Data provided:
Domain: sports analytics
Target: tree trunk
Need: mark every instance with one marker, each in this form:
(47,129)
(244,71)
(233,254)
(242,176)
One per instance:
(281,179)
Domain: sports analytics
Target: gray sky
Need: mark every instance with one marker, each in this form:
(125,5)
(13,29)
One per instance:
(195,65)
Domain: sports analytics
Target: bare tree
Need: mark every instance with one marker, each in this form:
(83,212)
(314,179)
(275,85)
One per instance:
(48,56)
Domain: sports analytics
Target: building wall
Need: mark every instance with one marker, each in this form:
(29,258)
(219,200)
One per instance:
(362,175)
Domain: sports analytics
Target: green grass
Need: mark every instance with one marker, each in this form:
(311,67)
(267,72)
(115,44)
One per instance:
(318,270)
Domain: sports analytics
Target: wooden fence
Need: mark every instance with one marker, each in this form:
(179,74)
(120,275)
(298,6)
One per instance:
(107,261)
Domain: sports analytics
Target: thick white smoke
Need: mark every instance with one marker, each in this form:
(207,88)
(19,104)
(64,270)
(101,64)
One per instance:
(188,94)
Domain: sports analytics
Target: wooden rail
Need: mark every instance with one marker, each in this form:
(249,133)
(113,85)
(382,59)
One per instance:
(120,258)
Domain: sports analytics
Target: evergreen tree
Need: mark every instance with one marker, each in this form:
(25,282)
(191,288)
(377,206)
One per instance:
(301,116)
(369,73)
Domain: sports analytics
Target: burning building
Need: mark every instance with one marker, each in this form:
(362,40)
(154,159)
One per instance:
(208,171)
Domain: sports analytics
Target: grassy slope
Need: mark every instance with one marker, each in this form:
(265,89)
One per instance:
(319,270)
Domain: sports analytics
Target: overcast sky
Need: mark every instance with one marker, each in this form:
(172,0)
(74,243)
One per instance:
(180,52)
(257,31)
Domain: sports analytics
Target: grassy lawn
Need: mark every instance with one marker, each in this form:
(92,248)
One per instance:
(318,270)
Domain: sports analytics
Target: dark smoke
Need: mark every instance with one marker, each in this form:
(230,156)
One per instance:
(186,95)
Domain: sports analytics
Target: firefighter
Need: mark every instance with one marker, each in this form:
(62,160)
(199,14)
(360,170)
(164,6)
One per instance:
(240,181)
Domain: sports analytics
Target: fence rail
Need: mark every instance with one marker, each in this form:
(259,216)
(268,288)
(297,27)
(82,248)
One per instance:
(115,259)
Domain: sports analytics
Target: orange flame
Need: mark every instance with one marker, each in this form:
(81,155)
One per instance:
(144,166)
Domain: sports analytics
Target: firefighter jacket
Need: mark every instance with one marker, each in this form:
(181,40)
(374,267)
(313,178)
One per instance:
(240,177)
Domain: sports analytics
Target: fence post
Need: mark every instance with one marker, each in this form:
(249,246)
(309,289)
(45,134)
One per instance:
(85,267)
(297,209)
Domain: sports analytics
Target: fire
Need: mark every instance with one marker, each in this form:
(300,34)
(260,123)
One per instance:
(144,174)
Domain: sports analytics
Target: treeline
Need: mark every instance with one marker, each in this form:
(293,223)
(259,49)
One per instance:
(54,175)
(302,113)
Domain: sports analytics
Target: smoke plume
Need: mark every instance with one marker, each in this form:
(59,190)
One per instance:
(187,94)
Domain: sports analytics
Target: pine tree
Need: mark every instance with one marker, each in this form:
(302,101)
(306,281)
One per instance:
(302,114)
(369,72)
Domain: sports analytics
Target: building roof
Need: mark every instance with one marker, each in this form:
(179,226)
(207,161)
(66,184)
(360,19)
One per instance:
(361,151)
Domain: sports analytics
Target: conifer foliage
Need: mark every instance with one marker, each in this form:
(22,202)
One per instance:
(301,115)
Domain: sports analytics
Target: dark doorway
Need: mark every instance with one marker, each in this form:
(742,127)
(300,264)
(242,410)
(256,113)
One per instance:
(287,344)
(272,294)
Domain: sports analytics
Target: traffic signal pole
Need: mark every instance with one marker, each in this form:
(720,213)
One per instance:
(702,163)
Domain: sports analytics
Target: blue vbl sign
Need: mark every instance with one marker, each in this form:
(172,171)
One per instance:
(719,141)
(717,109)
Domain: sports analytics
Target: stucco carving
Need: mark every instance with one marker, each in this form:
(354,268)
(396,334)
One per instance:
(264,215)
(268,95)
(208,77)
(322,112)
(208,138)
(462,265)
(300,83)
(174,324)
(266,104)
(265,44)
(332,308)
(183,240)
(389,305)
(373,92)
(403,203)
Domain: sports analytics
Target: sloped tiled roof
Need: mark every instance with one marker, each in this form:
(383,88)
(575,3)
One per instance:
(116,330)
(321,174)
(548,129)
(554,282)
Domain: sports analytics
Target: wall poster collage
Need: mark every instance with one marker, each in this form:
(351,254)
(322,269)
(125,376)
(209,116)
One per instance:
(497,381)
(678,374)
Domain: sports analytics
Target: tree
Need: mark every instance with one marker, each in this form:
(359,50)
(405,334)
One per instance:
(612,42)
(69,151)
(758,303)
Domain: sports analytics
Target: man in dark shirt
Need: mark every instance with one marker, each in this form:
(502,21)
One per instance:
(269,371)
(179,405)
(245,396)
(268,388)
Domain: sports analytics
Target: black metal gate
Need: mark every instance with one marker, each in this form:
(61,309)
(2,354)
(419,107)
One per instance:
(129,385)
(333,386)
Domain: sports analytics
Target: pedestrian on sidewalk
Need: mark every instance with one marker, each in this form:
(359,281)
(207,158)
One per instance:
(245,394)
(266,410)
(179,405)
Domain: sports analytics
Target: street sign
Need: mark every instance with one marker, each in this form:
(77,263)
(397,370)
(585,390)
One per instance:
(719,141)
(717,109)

What to produce: Take every line from the data that includes the word "fence".

Solved exercise:
Target: wooden fence
Target: fence rail
Target: fence post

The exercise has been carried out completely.